▶ **Page extract**
Thornley is a member of the Covid Plan B group, which has repeatedly criticised the New Zealand government's management of the COVID pandemic, and "Thornley [has] become the most notable critic of the Government’s Covid-19 elimination strategy". Thornley said that elimination of COVID-19 was "unrealistic and over-ambitions" but epidemiologist Rod Jackson claimed that Thornley [was] "the only dissenter in the epidemiological community." Early in the pandemic, Thornley was quoted as saying "Hanging out for a vaccine is not an option... a fantasy, in my view." The Covid Plan B group was widely criticised, but they responded by saying that their freedom of expression was being shut down and that there was 'censorship of alternate views.'

In March 2021, the anti-misinformation group Fight Against Conspiracy Theories issued an open letter to the Covid Plan B group including Thornley criticising their partnership with the anti-vaccination group Voices for Freedom (VFF). Thornley served as a keynote speaker at a VFF event in March 2021 and appeared on the group's webshow. Covid Plan B's Facebook page also shared social media posts by Voices for Freedom.

Siouxsie Wiles, a fellow University of Auckland academic, wrote that "Simon Thornley of the Plan B group, about whom I’ve written before, has given evidence in support of the group trying to halt the roll-out [of the COVID vaccine]" in an article on COVID-related misinformation. Thornley responded through a lawyer claiming the article was a "defamatory publication" and demanding his name be removed and a correction.

A 2021 paper which Thornley co-authored which linked mRNA vaccines, such as the Pfizer COVID-19 vaccine, to significantly higher rates of miscarriage was publicly criticised by the academic community throughout New Zealand, including the Head and other senior members of the university's School of Population Health, for ignoring evidence that had already been published in a high-impact peer-reviewed research journal, and for a less-than-rigorous analysis of the data provided by the Center for Disease Control in the USA. The paper, which was published in a small journal edited by an American anti-vaccination advocate, was retracted in November 2021, with Thornley saying that he and his co-author had made a major mathematical error.

Also in November 2021, Thornley participated in a livestream with former Northland Member of Parliament Matt King, where they discussed alternative (and widely debunked) treatments for COVID-19, as well as downplaying the severity of the disease. Judith Collins, leader of the New Zealand National Party, distanced the party from these comments, saying that the party believed in the effectiveness of vaccines.

Thornley received the 2021 Bent Spoon Award from the NZ Skeptics society, for showing "the most egregious gullibility or lack of critical thinking in public coverage of, or commentary on, a science-related issue".

▶ **Exercise instructions**
1. According to the passage on Simon Thornley, what award did Thornley receive in 2021, and which organization presented it?
2. Restate as a short bulleted list the paragraph of the passage on Simon Thornley that begins "In March 2021, the anti-misinformation group," keeping its main facts.
3. Reproduce the section of the passage on Simon Thornley starting at "Also in November" and ending at "effectiveness of vaccines.".
The entries are not needed for any of these tasks.

Stored dataset entries:

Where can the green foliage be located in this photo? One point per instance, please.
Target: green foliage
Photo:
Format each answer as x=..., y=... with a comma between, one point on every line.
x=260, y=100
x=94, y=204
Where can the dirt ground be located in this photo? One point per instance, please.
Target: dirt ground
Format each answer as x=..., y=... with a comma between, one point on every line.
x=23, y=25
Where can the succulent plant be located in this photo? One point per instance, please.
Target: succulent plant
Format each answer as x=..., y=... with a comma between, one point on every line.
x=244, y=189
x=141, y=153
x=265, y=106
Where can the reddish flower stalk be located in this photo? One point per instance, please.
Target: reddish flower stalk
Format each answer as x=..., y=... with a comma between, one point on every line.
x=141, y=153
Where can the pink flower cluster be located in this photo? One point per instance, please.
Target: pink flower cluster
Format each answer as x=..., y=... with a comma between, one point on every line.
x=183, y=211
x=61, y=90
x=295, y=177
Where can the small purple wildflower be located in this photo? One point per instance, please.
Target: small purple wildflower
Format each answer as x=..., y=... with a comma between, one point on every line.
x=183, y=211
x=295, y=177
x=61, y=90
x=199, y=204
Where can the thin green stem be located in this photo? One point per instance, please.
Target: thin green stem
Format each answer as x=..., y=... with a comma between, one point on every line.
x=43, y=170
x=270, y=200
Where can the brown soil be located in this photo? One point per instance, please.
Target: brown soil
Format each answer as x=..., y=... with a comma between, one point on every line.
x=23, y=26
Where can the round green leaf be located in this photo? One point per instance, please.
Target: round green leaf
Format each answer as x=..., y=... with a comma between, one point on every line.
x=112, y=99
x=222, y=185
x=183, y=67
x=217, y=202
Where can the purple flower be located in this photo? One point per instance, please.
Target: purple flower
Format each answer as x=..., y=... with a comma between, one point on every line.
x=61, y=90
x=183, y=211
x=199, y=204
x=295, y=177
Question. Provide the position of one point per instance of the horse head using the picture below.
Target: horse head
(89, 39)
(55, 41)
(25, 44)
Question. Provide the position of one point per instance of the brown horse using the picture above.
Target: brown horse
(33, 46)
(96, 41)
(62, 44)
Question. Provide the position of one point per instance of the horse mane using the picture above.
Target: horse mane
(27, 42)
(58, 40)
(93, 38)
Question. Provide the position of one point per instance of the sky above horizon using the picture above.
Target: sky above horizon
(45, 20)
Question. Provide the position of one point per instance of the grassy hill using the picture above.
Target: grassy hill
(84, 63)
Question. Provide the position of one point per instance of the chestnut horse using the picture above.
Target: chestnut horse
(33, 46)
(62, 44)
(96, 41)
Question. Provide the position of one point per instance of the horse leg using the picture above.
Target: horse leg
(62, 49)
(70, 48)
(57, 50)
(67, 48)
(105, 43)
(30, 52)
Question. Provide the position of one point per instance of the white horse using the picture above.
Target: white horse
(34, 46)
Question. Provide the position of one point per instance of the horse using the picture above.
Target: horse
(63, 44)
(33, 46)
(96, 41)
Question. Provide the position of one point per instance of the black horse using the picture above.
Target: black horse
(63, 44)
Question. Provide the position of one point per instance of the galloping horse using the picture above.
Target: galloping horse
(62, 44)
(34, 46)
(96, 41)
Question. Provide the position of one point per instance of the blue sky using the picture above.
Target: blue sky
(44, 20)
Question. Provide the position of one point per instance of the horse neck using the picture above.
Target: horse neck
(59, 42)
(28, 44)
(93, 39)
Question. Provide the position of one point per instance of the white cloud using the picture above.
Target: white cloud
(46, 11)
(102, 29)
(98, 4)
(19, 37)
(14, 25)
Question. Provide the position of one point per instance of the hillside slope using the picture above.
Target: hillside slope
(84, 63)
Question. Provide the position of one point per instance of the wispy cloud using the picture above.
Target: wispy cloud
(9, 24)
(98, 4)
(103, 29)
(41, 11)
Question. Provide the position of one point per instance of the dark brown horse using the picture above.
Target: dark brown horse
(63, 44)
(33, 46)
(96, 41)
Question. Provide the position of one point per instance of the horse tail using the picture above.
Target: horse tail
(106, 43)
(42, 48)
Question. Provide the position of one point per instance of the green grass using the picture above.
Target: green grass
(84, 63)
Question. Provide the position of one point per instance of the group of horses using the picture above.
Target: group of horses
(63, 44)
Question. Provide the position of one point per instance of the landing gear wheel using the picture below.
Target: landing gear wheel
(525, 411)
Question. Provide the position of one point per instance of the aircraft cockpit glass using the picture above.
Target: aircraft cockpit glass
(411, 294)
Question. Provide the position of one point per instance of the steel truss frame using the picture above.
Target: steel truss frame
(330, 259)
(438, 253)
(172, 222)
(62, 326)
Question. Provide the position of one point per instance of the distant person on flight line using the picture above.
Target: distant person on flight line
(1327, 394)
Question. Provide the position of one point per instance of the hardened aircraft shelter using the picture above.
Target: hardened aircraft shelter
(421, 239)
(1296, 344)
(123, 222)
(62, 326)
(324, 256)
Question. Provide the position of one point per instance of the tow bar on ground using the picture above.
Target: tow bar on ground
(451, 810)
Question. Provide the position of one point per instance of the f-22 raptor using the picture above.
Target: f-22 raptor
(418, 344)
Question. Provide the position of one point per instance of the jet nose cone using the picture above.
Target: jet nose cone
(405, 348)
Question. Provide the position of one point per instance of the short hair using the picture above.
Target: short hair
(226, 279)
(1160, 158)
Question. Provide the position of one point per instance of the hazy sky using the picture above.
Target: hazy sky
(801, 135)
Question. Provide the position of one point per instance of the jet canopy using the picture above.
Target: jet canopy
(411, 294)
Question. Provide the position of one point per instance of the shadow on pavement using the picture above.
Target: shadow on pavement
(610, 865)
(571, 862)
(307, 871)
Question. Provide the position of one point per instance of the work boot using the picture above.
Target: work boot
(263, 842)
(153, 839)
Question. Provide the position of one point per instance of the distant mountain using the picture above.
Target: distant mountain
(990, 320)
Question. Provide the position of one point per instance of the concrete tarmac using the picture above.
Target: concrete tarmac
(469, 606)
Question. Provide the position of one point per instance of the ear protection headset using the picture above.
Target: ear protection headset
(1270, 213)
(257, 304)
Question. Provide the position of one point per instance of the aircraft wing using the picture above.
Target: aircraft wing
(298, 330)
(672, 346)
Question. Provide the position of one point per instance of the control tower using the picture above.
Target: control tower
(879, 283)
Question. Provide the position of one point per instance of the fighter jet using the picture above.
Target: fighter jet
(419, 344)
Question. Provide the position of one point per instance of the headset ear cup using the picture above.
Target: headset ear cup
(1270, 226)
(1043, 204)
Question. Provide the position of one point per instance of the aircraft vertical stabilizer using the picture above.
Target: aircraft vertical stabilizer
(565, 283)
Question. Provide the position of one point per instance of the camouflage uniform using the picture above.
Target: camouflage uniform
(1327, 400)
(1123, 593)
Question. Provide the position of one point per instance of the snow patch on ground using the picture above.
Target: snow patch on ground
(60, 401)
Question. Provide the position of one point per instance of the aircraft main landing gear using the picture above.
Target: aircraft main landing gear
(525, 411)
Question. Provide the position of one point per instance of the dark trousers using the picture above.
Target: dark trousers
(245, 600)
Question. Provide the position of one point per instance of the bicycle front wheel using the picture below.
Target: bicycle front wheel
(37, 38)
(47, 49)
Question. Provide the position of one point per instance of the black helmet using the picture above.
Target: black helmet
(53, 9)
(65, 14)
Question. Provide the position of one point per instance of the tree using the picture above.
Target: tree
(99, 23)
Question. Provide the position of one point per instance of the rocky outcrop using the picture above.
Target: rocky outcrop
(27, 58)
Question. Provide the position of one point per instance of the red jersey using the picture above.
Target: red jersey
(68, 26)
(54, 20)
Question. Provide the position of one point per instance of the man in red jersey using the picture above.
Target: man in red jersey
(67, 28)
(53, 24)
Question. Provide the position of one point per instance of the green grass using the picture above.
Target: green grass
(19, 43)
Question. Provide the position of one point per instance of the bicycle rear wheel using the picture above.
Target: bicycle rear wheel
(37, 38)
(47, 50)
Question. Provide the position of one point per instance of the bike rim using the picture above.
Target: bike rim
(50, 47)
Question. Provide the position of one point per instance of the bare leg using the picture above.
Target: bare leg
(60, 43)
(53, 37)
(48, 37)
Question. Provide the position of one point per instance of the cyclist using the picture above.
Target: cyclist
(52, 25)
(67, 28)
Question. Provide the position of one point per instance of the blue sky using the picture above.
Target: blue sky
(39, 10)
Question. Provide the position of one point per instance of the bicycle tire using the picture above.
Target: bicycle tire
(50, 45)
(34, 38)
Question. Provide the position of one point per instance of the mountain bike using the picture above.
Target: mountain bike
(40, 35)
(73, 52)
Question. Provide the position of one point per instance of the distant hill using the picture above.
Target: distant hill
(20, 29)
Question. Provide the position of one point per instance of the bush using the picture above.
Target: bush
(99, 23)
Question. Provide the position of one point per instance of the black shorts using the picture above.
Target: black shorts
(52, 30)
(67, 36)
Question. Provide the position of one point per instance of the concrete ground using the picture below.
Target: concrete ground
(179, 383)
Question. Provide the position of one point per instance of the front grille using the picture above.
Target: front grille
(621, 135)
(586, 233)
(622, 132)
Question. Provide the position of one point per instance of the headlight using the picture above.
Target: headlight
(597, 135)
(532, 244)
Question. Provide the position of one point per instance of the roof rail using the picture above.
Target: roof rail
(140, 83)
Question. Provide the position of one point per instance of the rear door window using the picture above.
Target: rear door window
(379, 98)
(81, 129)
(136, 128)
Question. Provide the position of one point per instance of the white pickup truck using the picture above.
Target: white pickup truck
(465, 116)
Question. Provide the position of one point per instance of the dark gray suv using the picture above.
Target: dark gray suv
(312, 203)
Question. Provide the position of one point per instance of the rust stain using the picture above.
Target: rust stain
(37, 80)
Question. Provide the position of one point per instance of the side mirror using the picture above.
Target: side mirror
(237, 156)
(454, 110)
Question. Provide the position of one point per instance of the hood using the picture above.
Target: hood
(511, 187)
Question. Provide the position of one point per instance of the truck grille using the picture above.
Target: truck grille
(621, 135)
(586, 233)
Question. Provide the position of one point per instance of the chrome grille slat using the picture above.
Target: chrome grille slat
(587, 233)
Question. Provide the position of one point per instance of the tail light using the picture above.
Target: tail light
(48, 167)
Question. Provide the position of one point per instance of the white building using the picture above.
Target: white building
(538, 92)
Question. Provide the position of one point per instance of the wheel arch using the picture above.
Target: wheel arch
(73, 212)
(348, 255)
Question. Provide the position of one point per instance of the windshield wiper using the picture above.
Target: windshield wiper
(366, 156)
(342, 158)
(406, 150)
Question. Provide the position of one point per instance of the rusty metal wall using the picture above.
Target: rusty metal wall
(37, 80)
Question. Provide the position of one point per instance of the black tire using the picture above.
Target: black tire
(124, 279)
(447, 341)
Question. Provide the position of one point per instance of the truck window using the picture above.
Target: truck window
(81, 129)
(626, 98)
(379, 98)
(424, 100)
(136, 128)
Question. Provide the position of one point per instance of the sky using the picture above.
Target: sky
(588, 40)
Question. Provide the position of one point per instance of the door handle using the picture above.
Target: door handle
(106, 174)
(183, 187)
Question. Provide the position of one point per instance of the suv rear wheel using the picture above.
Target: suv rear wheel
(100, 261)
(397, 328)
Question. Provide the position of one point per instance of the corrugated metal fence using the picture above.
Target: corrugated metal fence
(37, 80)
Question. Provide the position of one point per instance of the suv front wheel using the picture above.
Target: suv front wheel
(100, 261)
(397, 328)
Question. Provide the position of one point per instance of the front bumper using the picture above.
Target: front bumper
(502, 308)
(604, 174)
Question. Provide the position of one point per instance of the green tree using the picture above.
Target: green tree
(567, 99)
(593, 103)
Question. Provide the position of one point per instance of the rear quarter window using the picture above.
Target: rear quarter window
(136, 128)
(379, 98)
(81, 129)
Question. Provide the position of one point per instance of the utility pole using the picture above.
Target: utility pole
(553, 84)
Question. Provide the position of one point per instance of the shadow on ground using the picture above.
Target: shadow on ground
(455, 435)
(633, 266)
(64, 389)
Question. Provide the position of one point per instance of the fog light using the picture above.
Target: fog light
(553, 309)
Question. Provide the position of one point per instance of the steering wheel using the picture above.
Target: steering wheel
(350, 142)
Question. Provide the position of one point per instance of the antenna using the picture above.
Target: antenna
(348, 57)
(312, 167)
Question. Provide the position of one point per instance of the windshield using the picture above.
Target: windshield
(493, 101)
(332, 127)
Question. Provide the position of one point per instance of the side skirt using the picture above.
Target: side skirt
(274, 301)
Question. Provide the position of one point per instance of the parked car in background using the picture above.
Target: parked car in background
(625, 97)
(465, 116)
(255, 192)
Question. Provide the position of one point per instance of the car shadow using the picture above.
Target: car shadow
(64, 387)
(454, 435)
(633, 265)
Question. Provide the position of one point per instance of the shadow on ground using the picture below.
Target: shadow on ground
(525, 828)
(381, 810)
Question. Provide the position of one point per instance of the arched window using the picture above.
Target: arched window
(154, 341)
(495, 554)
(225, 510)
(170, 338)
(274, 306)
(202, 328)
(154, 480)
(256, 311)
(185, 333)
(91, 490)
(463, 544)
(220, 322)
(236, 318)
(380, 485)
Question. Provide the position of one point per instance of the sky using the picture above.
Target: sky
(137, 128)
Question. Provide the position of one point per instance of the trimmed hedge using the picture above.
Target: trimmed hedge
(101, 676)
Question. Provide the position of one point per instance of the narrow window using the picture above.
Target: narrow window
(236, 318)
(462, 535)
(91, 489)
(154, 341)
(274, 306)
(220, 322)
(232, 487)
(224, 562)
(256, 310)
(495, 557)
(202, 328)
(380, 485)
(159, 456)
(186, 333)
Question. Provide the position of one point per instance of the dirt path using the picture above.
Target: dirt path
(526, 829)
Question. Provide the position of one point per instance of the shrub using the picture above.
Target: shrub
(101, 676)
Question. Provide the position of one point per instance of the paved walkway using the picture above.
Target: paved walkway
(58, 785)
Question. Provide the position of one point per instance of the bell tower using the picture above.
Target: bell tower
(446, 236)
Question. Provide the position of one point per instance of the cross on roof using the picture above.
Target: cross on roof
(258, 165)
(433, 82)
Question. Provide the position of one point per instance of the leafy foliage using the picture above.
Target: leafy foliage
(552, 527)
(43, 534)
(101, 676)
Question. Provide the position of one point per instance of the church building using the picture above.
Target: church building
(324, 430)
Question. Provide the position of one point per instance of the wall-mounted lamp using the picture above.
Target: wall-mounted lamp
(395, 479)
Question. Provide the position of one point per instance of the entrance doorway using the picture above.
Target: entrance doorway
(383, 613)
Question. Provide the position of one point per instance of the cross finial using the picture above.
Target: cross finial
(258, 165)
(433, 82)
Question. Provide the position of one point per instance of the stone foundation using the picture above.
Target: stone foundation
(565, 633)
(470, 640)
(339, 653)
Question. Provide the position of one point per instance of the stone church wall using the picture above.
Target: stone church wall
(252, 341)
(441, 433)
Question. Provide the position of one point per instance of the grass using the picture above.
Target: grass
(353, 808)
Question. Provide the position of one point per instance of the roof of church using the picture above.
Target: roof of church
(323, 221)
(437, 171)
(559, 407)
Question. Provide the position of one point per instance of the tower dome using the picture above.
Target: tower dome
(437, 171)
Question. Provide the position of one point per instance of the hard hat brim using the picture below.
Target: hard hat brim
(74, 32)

▶ **Answers to the tasks**
1. He received the 2021 Bent Spoon Award from the NZ Skeptics society.

2.
- In March 2021, Fight Against Conspiracy Theories issued an open letter to the Covid Plan B group, including Thornley, criticizing its partnership with the anti-vaccination group Voices for Freedom (VFF).
- Thornley was a keynote speaker at a VFF event in March 2021 and appeared on the group's webshow.
- Covid Plan B's Facebook page shared social media posts by Voices for Freedom.

3.
Also in November 2021, Thornley participated in a livestream with former Northland Member of Parliament Matt King, where they discussed alternative (and widely debunked) treatments for COVID-19, as well as downplaying the severity of the disease. Judith Collins, leader of the New Zealand National Party, distanced the party from these comments, saying that the party believed in the effectiveness of vaccines.